Rewrite the listing, swapping each "free-text prompt" for "text query" and leaving everything else untouched.
--- start of Provided entries ---
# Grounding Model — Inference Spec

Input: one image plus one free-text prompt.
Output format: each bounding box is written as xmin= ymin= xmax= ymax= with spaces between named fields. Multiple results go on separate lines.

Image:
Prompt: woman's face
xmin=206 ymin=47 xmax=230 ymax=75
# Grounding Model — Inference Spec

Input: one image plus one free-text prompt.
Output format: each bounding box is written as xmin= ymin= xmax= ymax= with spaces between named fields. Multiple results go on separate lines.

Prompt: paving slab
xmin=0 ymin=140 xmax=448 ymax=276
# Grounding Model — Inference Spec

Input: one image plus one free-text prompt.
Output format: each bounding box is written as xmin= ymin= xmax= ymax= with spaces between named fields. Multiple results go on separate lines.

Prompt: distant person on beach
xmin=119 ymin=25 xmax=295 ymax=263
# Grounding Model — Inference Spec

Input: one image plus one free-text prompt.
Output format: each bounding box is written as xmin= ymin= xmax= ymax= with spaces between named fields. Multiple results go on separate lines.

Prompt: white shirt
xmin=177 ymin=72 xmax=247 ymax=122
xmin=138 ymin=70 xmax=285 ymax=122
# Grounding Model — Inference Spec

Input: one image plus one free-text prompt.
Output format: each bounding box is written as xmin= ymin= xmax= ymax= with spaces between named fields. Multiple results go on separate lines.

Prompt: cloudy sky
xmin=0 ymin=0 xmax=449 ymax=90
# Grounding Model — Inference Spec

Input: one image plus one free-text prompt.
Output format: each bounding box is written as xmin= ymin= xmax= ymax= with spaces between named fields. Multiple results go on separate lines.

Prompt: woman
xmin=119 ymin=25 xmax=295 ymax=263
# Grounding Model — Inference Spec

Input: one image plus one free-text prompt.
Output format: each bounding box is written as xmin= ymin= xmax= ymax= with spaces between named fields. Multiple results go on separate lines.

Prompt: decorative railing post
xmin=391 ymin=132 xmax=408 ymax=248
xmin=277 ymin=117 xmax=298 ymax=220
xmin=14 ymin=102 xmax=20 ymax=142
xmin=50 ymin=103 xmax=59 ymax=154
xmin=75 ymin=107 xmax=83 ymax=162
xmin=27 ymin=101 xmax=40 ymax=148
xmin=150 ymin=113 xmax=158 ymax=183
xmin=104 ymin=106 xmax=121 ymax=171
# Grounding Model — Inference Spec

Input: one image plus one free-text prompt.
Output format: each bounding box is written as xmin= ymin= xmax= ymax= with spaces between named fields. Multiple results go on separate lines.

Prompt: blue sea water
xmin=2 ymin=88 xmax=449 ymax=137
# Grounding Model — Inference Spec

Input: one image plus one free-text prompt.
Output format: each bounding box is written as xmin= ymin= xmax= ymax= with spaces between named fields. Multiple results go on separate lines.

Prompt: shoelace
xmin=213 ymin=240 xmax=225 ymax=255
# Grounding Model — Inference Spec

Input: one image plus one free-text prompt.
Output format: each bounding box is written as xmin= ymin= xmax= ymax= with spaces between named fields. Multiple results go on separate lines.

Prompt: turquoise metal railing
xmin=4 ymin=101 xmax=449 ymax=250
--- end of Provided entries ---
#### [Expected answer]
# Grounding Model — Inference Spec

Input: one image plus one text query.
Output format: each bounding box is written as xmin= ymin= xmax= ymax= with spaces between named fields. Multiple results go on separate lines.

Image:
Prompt: woman's face
xmin=206 ymin=47 xmax=230 ymax=75
# Grounding Model — Inference Spec

Input: one image plus one text query.
Output format: each bounding box is written as xmin= ymin= xmax= ymax= with spaces between named fields. Multiple results go on separate lines.

Prompt: paving slab
xmin=0 ymin=140 xmax=448 ymax=276
# Grounding Model — Inference Spec

Input: one image plus one text query.
Output format: each bounding box is written as xmin= ymin= xmax= ymax= with spaces between named fields. Multiple results go on separate lines.

Prompt: distant person on beach
xmin=119 ymin=25 xmax=295 ymax=263
# Grounding Model — Inference Spec

Input: one image plus one text query.
Output format: each bounding box is written as xmin= ymin= xmax= ymax= with spaces between named fields. Multiple results go on separate lines.

Prompt: white shirt
xmin=177 ymin=72 xmax=247 ymax=122
xmin=138 ymin=70 xmax=285 ymax=122
# Grounding Model — Inference Spec

Input: one image plus one text query.
Output format: each bounding box is written as xmin= ymin= xmax= ymax= with spaces between named fields. Multiple results go on separate lines.

Prompt: cloudy sky
xmin=0 ymin=0 xmax=449 ymax=90
# Grounding Model — Inference Spec

Input: one image plus one text query.
Output format: each bounding box is written as xmin= ymin= xmax= ymax= with spaces between named fields. Multiple results go on separate lines.

Prompt: woman
xmin=119 ymin=25 xmax=295 ymax=263
# Grounding Model — Inference Spec

Input: one image plus one text query.
Output format: each bounding box is written as xmin= ymin= xmax= ymax= with spaces between named fields. Multiple results go on separate lines.

Prompt: decorative railing post
xmin=391 ymin=132 xmax=408 ymax=248
xmin=277 ymin=117 xmax=298 ymax=220
xmin=14 ymin=102 xmax=20 ymax=142
xmin=50 ymin=103 xmax=59 ymax=154
xmin=75 ymin=107 xmax=83 ymax=162
xmin=27 ymin=101 xmax=40 ymax=148
xmin=150 ymin=113 xmax=158 ymax=183
xmin=104 ymin=106 xmax=121 ymax=171
# Grounding Model — Inference Spec

Input: one image plus one text query.
Output format: each bounding box is written as xmin= ymin= xmax= ymax= with spaces between named fields. Multiple results go on separate lines.

Prompt: blue sea water
xmin=2 ymin=88 xmax=449 ymax=137
# Grounding Model — Inference Spec

Input: one image plus one text query.
Output format: each bounding box is written as xmin= ymin= xmax= ymax= with spaces between named fields. Multiple results go on separate lines.

Prompt: shoelace
xmin=213 ymin=240 xmax=225 ymax=255
# Grounding Model — Inference Spec

Input: one image plus one text query.
Output format: each bounding box is written as xmin= ymin= xmax= ymax= with spaces between named fields. Multiple results go on separate lines.

Prompt: turquoise metal railing
xmin=4 ymin=101 xmax=449 ymax=250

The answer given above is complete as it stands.